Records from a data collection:
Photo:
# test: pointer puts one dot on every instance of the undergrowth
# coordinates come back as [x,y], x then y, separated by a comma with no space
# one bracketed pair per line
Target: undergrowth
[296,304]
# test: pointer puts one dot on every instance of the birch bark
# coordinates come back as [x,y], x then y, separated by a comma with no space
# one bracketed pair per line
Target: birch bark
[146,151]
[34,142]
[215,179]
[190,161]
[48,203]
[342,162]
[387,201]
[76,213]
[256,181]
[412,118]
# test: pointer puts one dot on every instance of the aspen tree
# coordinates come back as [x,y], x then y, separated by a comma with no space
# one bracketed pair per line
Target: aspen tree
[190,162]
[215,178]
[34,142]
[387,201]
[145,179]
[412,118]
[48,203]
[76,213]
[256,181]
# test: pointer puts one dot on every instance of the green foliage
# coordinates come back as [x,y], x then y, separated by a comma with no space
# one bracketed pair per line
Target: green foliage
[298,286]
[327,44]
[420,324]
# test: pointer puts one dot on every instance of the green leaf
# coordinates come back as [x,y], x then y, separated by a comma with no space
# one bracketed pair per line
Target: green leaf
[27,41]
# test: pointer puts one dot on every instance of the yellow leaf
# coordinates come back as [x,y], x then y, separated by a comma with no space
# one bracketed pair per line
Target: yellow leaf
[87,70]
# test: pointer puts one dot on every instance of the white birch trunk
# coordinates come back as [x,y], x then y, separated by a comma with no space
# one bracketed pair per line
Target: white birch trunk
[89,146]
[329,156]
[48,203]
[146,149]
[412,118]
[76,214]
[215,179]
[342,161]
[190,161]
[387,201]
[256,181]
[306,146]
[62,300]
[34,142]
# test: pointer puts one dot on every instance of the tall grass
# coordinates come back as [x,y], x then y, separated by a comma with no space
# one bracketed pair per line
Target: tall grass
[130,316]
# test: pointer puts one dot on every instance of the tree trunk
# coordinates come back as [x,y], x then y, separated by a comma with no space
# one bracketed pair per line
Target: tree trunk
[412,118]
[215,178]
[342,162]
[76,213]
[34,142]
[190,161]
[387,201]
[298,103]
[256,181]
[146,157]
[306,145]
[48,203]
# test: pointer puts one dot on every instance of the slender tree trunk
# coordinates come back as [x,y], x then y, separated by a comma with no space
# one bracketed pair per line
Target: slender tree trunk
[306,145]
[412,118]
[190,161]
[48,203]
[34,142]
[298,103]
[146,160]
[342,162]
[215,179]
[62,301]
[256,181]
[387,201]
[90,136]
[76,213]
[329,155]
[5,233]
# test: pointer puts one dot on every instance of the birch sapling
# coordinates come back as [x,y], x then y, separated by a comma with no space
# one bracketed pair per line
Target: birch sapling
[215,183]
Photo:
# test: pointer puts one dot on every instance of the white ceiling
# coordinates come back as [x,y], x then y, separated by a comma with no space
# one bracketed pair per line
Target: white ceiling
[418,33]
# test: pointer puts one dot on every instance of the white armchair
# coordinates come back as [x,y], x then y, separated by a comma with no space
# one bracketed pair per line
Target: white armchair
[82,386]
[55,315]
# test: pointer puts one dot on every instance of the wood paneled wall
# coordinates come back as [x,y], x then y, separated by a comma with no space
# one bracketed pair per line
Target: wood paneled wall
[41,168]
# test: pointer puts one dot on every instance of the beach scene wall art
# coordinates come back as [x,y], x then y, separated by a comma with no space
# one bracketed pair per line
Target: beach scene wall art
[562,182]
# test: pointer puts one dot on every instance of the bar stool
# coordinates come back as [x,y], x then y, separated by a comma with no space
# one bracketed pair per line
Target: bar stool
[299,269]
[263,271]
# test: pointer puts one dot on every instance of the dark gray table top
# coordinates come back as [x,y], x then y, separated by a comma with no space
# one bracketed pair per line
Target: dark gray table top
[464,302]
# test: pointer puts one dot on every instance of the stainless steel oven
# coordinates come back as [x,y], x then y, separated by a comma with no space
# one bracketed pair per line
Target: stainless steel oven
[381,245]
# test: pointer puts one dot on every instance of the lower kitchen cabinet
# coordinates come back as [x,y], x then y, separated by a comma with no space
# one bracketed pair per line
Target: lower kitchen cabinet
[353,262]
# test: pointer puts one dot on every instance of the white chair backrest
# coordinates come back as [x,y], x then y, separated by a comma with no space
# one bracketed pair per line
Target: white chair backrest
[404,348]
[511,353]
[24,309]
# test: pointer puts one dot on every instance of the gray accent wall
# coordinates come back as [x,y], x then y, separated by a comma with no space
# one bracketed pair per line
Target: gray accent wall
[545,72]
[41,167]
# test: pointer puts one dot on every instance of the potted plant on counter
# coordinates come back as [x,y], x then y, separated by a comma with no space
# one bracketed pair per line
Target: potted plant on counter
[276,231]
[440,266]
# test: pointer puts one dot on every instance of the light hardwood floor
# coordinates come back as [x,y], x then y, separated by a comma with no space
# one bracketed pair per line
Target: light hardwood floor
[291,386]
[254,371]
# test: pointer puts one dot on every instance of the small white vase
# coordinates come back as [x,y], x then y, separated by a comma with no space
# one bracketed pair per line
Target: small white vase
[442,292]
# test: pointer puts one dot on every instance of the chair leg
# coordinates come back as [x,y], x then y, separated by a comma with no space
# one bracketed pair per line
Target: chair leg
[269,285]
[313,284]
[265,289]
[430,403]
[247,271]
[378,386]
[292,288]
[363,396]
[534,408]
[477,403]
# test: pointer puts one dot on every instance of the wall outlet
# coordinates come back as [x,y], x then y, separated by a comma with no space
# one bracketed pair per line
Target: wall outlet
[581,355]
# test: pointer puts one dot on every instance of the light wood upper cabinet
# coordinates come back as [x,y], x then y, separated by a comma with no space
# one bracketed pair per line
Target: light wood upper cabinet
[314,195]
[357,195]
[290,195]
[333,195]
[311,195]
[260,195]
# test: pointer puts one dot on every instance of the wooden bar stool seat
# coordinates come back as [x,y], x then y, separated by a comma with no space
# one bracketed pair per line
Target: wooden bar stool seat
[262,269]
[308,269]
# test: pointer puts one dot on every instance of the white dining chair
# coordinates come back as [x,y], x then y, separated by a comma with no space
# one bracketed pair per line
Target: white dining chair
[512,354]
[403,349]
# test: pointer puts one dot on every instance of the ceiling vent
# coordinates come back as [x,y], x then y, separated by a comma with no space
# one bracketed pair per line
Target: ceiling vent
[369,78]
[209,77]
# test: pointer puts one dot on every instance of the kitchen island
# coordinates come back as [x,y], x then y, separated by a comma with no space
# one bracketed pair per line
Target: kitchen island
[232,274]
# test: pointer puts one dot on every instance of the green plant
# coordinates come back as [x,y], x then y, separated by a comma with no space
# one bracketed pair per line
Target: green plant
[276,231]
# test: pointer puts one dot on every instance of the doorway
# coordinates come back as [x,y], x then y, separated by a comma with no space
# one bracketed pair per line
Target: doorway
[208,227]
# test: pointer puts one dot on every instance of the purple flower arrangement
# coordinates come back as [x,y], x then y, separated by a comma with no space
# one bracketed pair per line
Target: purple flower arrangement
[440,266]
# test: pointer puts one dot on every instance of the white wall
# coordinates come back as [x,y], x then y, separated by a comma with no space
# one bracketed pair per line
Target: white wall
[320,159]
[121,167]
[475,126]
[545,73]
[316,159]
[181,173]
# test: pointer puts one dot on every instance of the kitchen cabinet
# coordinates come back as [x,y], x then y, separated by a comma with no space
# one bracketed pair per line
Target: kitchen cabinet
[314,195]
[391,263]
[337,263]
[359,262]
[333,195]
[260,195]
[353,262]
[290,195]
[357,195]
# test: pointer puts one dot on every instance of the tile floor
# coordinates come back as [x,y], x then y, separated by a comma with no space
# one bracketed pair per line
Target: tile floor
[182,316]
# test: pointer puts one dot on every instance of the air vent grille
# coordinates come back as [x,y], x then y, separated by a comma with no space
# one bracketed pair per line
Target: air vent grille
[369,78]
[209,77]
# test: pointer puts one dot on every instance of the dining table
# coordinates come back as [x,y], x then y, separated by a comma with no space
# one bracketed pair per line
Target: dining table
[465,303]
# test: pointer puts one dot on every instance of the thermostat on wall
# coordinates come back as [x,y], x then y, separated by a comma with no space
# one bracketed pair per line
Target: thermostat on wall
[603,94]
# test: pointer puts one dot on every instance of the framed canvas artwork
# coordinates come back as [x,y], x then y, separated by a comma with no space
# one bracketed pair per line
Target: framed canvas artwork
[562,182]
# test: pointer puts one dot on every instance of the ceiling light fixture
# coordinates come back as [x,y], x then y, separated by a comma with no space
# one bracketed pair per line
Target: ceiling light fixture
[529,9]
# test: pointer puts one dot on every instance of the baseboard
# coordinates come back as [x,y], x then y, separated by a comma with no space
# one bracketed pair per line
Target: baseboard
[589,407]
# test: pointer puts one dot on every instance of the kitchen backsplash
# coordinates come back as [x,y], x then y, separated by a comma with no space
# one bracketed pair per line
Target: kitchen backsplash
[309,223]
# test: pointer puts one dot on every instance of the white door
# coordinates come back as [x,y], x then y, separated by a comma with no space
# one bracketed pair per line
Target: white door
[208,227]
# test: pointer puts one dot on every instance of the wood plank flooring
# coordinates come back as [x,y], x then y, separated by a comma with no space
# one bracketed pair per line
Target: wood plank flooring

Problem requirements: Go through the entries above and say how many lines include the word "plank". Give the number only.

Task solution: 2